▶ [Text passage]:
☆ ☆ ☆ ☆ ☆

Industry News
Buchanan Street's Brunswick Looks Back at '08, Eyes Future
Dec 22, 2008

Robert Brunswick, founder, president & CEO of real estate investment management firm Buchanan Street Partners, spoke with CPN senior editor Eugene Gilligan about the Treasury Department’s rescue package, the major trends of 2008 and what he will be watching for in 2009.

CPN: What is your opinion of the Treasury department’s announcement that the $700 billion rescue package will not be used to buy up troubled assets, and how this will affect commercial real estate?

Brunswick: It’s not particularly troubling, as I believe those monies can be better utilized within our economy than within the commercial real estate sector. The distress in commercial real estate is not currently prompted by bad assets or borrowers, but moreover by an illiquid capital market. Certainly the long-term impact of an extended recession will be the next shoe to drop and will increase capital market pressures on commercial real estate.

The federal government's presence as a purchaser of distressed debt had the potential to create a chilling effect on the market's clearing of these assets and marketing them to their appropriate value. Other prospective purchasers were likely to take a wait-and-see approach until they saw how the elephant in the room would play.

Ultimately, market forces not unduly influenced by an outsized participant are a better mechanism for valuing these assets. If the government overpaid for these securities--a real risk given its size in the market and its public policy mandate--comparable assets could end up trading at overvalued prices. This would have the effect of extending and incrementalizing the realization of these mark-to-market losses or delaying their trading because sellers would wait to get the "government price."

☆ ☆ ☆ ☆ ☆

▶ [Short task]: Reproduce the full Brunswick interview word for word, from its header through the last sentence.

▶ [Given data]:
☆ ☆ ☆ ☆ ☆

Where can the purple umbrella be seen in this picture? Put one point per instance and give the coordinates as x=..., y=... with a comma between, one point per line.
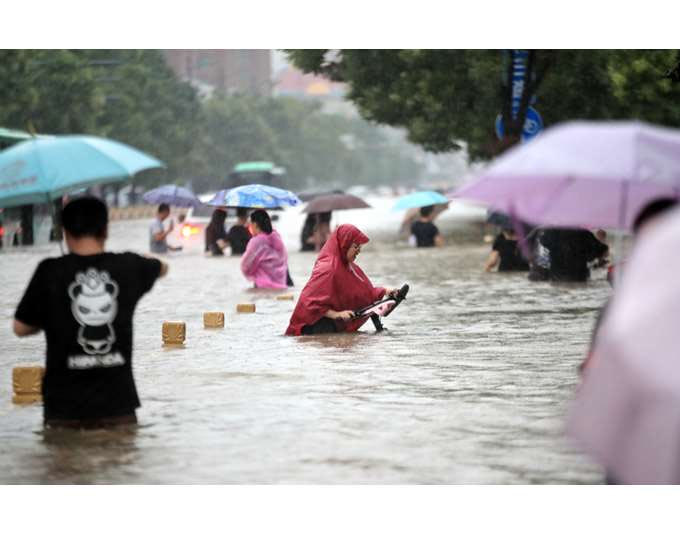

☆ ☆ ☆ ☆ ☆

▶ [Worked solution]:
Industry News
Buchanan Street's Brunswick Looks Back at '08, Eyes Future
Dec 22, 2008

Robert Brunswick, founder, president & CEO of real estate investment management firm Buchanan Street Partners, spoke with CPN senior editor Eugene Gilligan about the Treasury Department’s rescue package, the major trends of 2008 and what he will be watching for in 2009.

CPN: What is your opinion of the Treasury department’s announcement that the $700 billion rescue package will not be used to buy up troubled assets, and how this will affect commercial real estate?

Brunswick: It’s not particularly troubling, as I believe those monies can be better utilized within our economy than within the commercial real estate sector. The distress in commercial real estate is not currently prompted by bad assets or borrowers, but moreover by an illiquid capital market. Certainly the long-term impact of an extended recession will be the next shoe to drop and will increase capital market pressures on commercial real estate.

The federal government's presence as a purchaser of distressed debt had the potential to create a chilling effect on the market's clearing of these assets and marketing them to their appropriate value. Other prospective purchasers were likely to take a wait-and-see approach until they saw how the elephant in the room would play.

Ultimately, market forces not unduly influenced by an outsized participant are a better mechanism for valuing these assets. If the government overpaid for these securities--a real risk given its size in the market and its public policy mandate--comparable assets could end up trading at overvalued prices. This would have the effect of extending and incrementalizing the realization of these mark-to-market losses or delaying their trading because sellers would wait to get the "government price."